__Extracted text__.
>>>

I came across AI Warehouse while studying for the AWS AI Practitioner cert through the Stephanie Maarek course. I lost a few hours on their YouTube channel watching reinforcement learning agents figure out games from scratch, and when I found they had a downloadable Windows simulator I wanted to try it myself. Their Red Light, Green Light scenario, the one from Squid Games, lets you run different shaped agents through the course and adjust the training parameters to see what changes.
The basic idea with reinforcement learning is that agents are not told how to do something. They are given a goal, a set of possible actions, and feedback on whether what they did worked. Everything else they figure out through repetition. In the Red Light, Green Light scenario, the goal is to cross the finish line without moving during a red light, and the agents start with no knowledge of what that means.
500 Runs Of Sprinting Into A Wall
For the first few hundred runs I left the brain configuration at 20m and let the agents go. The simulator lets you set this anywhere from 100k up to 100m, and it controls how much experience the agent can draw on when deciding what to do.

The simulator lets you scale the agent brain config from 100k up to 100m.
The early behaviour was exactly what you would expect: every agent sprinted flat out, ignored the red light completely, and got eliminated. By run 30 a few were lasting slightly longer through pure luck, but the strategy was identical. Run and hope.
Walking turns out to be genuinely hard to learn through reinforcement learning, so the person-shaped agent never figured it out. Instead it developed a technique of bashing itself against the floor, sort of crawling by repeatedly smacking into the ground and inching forward. By run 2050 it was getting further using this method and bashing harder, which suggested the agent was refining the approach even though it looked absurd. The four-legged agent had an easier time with locomotion but was surviving red lights mostly by accident, moving slowly enough between lights that it scraped through rather than making a conscious decision to stop.

<<<

Natural-language object grounding data:
>>>

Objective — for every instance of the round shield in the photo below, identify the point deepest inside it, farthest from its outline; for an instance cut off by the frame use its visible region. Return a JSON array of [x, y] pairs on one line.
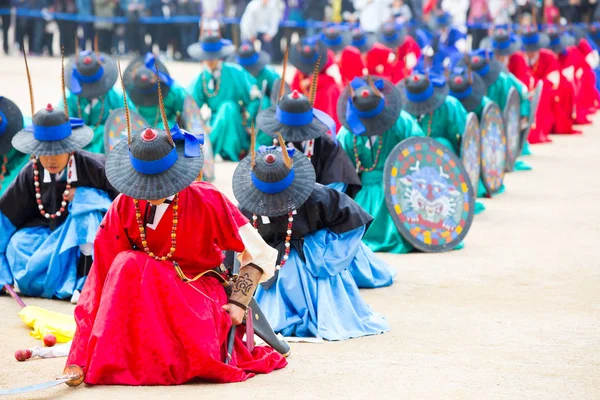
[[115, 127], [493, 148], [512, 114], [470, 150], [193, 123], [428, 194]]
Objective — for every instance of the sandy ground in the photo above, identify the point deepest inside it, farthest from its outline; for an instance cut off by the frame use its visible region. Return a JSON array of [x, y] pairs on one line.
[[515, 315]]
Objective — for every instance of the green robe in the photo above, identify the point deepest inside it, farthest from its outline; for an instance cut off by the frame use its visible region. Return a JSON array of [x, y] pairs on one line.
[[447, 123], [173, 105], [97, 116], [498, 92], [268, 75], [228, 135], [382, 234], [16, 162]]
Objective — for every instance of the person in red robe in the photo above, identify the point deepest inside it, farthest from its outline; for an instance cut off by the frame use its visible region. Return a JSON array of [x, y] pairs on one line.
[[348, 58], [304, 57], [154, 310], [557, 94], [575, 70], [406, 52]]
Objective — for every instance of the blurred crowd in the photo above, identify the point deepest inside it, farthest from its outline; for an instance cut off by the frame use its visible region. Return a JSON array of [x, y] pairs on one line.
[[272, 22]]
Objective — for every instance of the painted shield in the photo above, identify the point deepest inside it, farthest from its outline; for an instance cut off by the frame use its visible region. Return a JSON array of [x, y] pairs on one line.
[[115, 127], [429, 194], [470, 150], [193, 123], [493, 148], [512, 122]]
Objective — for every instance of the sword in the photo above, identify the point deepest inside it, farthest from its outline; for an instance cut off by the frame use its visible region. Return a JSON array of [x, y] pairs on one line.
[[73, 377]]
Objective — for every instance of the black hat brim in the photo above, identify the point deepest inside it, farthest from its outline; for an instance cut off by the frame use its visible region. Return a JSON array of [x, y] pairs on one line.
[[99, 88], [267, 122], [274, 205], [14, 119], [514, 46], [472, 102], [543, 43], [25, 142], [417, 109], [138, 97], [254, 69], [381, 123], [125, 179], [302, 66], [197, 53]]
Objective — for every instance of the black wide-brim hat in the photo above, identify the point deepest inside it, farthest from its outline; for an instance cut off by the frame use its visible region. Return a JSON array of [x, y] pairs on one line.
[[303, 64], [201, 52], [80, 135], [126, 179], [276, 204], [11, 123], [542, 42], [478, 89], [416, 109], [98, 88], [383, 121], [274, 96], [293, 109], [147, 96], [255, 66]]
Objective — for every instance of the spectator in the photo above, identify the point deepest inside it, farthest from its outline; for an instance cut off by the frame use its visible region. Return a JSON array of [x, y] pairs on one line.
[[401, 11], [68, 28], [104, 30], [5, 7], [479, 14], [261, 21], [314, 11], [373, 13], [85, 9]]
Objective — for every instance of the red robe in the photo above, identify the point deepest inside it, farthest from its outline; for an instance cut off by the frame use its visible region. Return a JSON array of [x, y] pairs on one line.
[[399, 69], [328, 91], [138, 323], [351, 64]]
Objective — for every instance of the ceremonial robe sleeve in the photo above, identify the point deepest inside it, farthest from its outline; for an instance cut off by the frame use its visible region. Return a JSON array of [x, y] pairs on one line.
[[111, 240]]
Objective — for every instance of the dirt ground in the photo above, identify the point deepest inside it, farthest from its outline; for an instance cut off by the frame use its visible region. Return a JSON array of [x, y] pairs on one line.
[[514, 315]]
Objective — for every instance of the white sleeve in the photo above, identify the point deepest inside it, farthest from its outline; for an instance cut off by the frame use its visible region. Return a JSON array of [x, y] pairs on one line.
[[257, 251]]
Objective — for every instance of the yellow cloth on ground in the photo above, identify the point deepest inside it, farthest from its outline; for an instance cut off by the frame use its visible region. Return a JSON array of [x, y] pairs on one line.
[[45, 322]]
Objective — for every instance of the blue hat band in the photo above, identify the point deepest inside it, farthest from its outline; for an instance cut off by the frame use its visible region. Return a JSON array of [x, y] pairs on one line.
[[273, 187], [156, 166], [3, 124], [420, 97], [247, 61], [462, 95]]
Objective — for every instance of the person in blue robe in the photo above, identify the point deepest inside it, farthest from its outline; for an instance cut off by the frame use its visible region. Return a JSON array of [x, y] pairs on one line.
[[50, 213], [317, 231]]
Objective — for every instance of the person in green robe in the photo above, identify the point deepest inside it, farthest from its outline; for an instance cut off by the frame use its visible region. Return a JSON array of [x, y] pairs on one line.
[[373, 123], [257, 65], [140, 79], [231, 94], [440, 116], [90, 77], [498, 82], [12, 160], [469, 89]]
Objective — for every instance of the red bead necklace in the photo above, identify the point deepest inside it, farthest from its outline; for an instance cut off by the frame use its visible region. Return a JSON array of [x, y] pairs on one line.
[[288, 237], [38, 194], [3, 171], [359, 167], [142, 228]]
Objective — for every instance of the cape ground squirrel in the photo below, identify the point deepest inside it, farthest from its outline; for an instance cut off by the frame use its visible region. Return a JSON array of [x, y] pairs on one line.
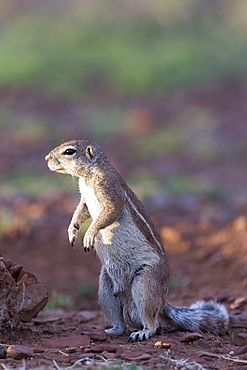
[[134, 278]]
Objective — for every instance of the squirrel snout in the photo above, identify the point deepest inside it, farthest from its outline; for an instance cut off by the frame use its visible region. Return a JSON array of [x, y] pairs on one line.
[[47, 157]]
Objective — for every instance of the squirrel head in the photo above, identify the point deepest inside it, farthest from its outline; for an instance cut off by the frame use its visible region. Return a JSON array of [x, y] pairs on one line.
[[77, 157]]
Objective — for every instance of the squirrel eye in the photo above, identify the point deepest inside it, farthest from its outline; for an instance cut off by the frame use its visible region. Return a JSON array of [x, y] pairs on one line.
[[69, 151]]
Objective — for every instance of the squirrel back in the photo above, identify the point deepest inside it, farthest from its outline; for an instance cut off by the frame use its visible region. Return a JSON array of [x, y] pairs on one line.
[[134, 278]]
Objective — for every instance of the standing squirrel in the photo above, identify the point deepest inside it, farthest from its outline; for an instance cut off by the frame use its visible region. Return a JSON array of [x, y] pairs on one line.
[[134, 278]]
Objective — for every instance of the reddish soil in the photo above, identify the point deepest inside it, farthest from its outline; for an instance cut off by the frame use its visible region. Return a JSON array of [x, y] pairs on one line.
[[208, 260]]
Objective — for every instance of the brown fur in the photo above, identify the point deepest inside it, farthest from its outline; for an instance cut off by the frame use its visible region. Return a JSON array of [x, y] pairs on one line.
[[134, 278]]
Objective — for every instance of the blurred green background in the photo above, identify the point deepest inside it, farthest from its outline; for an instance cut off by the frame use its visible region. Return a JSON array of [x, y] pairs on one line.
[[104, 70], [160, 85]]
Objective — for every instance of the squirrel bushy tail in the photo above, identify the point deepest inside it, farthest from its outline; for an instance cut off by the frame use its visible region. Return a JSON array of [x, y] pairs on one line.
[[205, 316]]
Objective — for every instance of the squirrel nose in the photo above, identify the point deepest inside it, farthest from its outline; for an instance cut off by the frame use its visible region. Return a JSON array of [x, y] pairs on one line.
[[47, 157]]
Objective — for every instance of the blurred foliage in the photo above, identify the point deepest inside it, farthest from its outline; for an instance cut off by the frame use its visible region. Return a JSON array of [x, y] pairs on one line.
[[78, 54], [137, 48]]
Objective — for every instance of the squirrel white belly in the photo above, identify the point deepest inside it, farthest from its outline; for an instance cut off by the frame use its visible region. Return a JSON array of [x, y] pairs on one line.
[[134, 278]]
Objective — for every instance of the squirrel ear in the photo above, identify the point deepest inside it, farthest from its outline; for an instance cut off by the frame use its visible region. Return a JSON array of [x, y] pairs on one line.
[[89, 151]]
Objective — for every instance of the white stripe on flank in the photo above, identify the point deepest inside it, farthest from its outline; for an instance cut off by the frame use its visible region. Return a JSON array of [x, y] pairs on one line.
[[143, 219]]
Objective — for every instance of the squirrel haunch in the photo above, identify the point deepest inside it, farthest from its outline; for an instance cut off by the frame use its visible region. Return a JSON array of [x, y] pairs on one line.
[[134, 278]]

<<<

__Exercise goal__. Write out the passage of the Red Light, Green Light simulator text above, from "The basic idea" up to and including "up to 100m.".

__The completed task__.
The basic idea with reinforcement learning is that agents are not told how to do something. They are given a goal, a set of possible actions, and feedback on whether what they did worked. Everything else they figure out through repetition. In the Red Light, Green Light scenario, the goal is to cross the finish line without moving during a red light, and the agents start with no knowledge of what that means.
500 Runs Of Sprinting Into A Wall
For the first few hundred runs I left the brain configuration at 20m and let the agents go. The simulator lets you set this anywhere from 100k up to 100m, and it controls how much experience the agent can draw on when deciding what to do.

The simulator lets you scale the agent brain config from 100k up to 100m.